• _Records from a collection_
──────────

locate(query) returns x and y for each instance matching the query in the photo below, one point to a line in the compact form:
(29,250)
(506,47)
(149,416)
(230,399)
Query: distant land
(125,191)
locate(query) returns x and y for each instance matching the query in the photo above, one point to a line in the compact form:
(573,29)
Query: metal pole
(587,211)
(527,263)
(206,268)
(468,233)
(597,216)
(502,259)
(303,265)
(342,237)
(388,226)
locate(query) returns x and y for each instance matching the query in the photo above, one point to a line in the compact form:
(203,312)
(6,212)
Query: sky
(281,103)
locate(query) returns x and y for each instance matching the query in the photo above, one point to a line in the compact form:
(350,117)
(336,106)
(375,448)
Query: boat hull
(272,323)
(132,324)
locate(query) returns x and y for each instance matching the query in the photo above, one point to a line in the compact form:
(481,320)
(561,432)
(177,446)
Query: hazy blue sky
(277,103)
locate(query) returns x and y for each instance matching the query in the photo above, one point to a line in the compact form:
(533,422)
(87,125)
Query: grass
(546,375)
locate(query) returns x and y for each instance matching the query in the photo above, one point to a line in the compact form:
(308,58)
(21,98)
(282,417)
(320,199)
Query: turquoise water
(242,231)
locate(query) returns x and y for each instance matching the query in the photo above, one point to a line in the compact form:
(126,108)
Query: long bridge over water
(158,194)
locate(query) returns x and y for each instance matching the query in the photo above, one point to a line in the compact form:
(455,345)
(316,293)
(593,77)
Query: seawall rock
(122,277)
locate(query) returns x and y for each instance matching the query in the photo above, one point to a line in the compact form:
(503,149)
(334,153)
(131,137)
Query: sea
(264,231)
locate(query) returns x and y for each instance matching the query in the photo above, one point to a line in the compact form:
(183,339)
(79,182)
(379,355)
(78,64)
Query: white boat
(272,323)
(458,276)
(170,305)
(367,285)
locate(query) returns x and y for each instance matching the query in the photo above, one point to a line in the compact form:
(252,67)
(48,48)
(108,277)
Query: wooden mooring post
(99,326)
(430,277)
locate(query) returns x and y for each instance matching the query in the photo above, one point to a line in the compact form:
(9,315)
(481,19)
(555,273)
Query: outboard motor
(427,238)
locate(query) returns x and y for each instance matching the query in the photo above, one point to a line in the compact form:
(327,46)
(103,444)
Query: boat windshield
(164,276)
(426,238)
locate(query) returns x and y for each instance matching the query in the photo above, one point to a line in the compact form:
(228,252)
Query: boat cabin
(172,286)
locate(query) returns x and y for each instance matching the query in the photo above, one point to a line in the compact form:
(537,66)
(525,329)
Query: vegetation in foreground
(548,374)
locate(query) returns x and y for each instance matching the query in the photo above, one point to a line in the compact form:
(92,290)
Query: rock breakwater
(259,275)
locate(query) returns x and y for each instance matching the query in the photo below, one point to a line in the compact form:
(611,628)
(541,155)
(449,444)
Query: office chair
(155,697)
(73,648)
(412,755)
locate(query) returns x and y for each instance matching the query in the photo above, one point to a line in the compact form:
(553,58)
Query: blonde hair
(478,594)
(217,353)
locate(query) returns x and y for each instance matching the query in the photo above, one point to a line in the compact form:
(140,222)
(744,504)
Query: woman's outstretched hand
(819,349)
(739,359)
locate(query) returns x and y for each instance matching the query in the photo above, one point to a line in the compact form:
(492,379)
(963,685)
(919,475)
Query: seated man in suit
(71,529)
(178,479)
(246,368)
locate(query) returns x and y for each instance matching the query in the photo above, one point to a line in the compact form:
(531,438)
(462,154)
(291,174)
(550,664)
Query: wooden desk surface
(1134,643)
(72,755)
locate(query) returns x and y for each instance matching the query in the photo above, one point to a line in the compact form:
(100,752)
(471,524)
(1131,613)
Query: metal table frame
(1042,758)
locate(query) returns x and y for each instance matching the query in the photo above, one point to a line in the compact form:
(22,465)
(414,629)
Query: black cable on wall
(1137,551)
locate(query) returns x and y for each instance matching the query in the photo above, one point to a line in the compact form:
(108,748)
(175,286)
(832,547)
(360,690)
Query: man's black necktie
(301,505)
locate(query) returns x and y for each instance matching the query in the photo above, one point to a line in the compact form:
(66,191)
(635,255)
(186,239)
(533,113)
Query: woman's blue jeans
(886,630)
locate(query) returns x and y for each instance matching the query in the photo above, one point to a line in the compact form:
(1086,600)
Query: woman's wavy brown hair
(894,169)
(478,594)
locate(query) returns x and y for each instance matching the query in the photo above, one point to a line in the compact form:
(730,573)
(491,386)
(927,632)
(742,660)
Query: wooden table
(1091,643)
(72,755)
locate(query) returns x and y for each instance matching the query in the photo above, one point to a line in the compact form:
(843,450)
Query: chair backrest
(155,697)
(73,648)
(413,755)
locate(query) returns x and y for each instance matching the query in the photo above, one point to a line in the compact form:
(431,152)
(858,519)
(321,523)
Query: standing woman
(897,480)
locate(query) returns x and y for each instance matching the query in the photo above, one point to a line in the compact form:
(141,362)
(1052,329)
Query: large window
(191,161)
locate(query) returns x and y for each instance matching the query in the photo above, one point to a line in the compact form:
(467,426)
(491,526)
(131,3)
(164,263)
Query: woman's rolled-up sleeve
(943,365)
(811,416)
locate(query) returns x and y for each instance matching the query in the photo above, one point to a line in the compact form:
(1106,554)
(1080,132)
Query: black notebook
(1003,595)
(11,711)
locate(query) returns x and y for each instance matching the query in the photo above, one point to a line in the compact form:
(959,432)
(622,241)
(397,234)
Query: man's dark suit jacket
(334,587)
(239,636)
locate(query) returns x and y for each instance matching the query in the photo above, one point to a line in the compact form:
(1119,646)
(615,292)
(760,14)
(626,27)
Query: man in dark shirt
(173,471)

──────────

• _What is being asked_
Report each line of the items above that contains the word "chair", copying every such line in full. Case counts.

• _Answer_
Query: office chair
Query: chair backrest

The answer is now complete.